[Required work]
Repeat the listing below in full.

[Records supplied]
┏━━

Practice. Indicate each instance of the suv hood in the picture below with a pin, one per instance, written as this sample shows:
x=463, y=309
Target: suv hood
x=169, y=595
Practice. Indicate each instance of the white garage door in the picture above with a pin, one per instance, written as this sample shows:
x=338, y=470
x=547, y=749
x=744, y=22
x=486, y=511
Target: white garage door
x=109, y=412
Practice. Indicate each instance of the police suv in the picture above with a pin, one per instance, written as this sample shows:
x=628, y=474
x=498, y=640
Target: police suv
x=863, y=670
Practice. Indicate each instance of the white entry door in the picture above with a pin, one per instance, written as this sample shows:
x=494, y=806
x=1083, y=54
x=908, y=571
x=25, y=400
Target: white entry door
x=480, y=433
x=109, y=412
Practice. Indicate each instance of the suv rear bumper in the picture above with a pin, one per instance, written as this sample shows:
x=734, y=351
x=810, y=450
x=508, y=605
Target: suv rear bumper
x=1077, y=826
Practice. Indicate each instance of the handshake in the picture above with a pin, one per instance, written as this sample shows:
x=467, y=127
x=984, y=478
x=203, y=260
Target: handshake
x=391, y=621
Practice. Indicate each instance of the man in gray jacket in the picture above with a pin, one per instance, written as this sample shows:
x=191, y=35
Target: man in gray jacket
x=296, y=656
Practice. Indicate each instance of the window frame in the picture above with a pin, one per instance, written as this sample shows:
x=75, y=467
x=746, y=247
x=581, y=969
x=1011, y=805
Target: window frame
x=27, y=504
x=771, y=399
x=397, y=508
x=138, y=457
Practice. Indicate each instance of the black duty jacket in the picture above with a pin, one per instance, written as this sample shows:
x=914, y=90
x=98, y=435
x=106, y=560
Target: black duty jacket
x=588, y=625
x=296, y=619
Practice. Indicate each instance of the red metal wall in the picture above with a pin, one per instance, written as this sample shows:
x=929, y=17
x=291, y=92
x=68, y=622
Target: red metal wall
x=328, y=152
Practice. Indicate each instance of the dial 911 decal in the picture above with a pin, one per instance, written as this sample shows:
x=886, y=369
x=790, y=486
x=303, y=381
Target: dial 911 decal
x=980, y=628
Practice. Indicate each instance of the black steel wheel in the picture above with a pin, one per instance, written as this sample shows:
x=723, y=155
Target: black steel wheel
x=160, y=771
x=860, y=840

┗━━

[Final answer]
Practice. Indicate each instance of the suv hood in the picture below with a pin, one per instance, written as this sample shows:
x=463, y=309
Target: suv hood
x=169, y=595
Practice. Indicate each instance of the white garage door in the picture above with a pin, one per instance, written as this sample shows:
x=338, y=470
x=547, y=749
x=744, y=22
x=486, y=511
Target: white garage door
x=109, y=412
Practice. Indicate each instance of the police suv in the picture above with a pin, one per instance, written as this sample shows:
x=628, y=474
x=498, y=640
Target: police suv
x=863, y=670
Practice. Indicate each instance of the white entry door in the picture above with a pin, one per instance, written as this sample shows:
x=494, y=806
x=1083, y=54
x=908, y=571
x=25, y=400
Target: white entry door
x=480, y=433
x=109, y=412
Practice. Indicate each instance of the suv rear bumper in the picture above with a pin, one per instance, written as this sample shows:
x=734, y=351
x=810, y=450
x=508, y=605
Target: suv rear bumper
x=1077, y=826
Practice. Indicate each instance of the handshake in the picture above with a pin, one per instance, written as this sample shows:
x=467, y=127
x=984, y=478
x=203, y=260
Target: handshake
x=391, y=621
Practice. Indicate each instance of the man in gray jacket in the picture above with a pin, one per instance, written as this sample shows:
x=191, y=35
Target: man in gray jacket
x=296, y=656
Practice. Indicate each instance of the window frame in the picture above with a pin, one per instance, written as this sample shows:
x=75, y=467
x=746, y=247
x=581, y=969
x=1011, y=805
Target: window frame
x=27, y=504
x=771, y=399
x=397, y=508
x=138, y=457
Practice. Indicate each instance of the black duty jacket in the picture above with a pin, one per instance, written as this sample shows:
x=914, y=90
x=98, y=435
x=106, y=560
Target: black duty jacket
x=588, y=625
x=296, y=619
Practice. Indicate each instance of the red metal wall in the picture above with a pin, one per instance, written as this sample shows:
x=929, y=17
x=291, y=92
x=68, y=622
Target: red metal wall
x=328, y=152
Practice. Indicate each instance of the dial 911 decal in the picture above with a pin, one per instance, written as this sample shows:
x=886, y=369
x=790, y=486
x=303, y=381
Target: dial 911 decal
x=980, y=628
Practice. Indicate each instance of the black steel wheel in the picture above with a pin, one per instance, written as this sample shows:
x=723, y=155
Target: black steel wheel
x=160, y=771
x=860, y=840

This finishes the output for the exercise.